#### [Dataset rows]
┌──

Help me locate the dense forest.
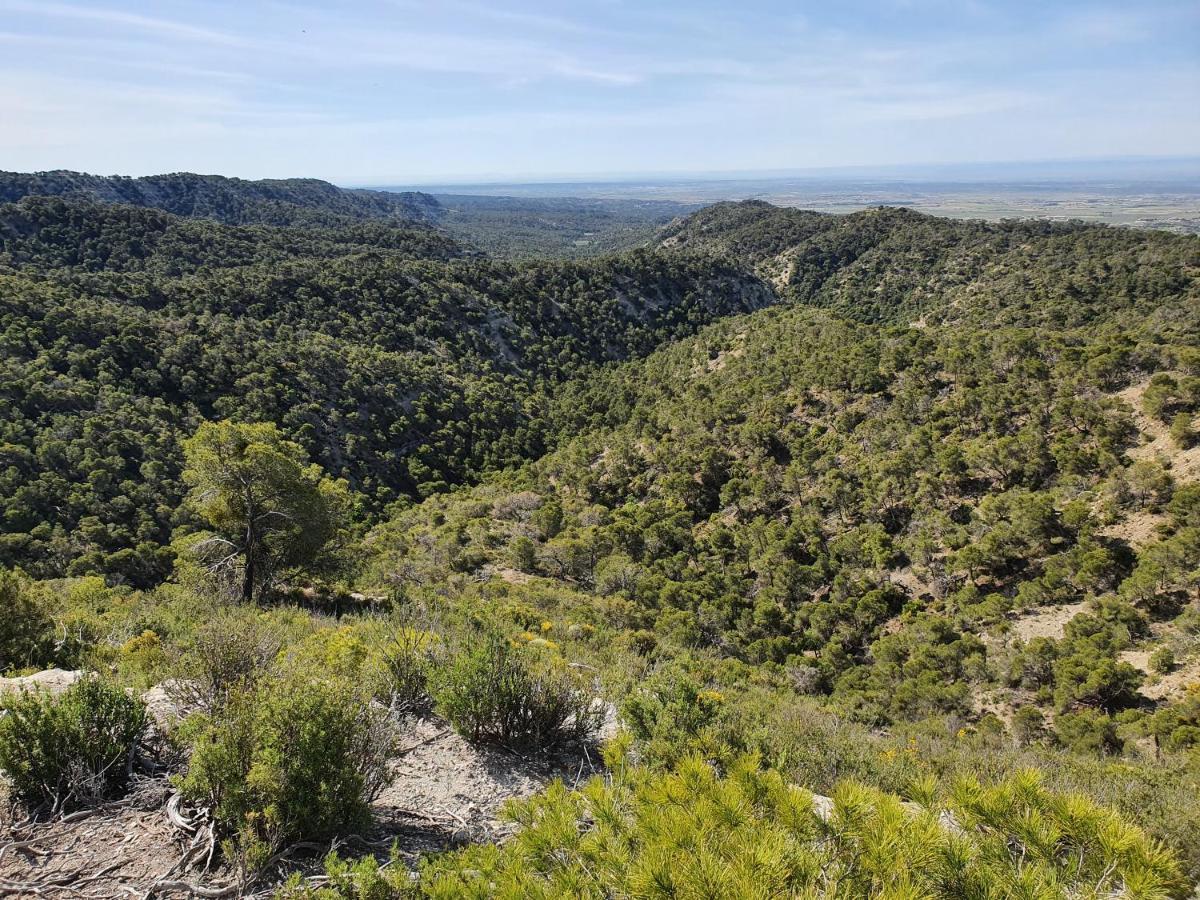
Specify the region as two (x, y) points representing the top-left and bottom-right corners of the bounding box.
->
(0, 172), (438, 226)
(0, 176), (1200, 900)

└──

#### [Written instruction]
Reproduce the lines above word for word, but leave out the picture.

#### [Reply to the task]
Help me locate the dense forest.
Specify the region as two (x, y) points representing the top-left and bottom-right corners of the bounding box.
->
(0, 172), (438, 226)
(0, 176), (1200, 900)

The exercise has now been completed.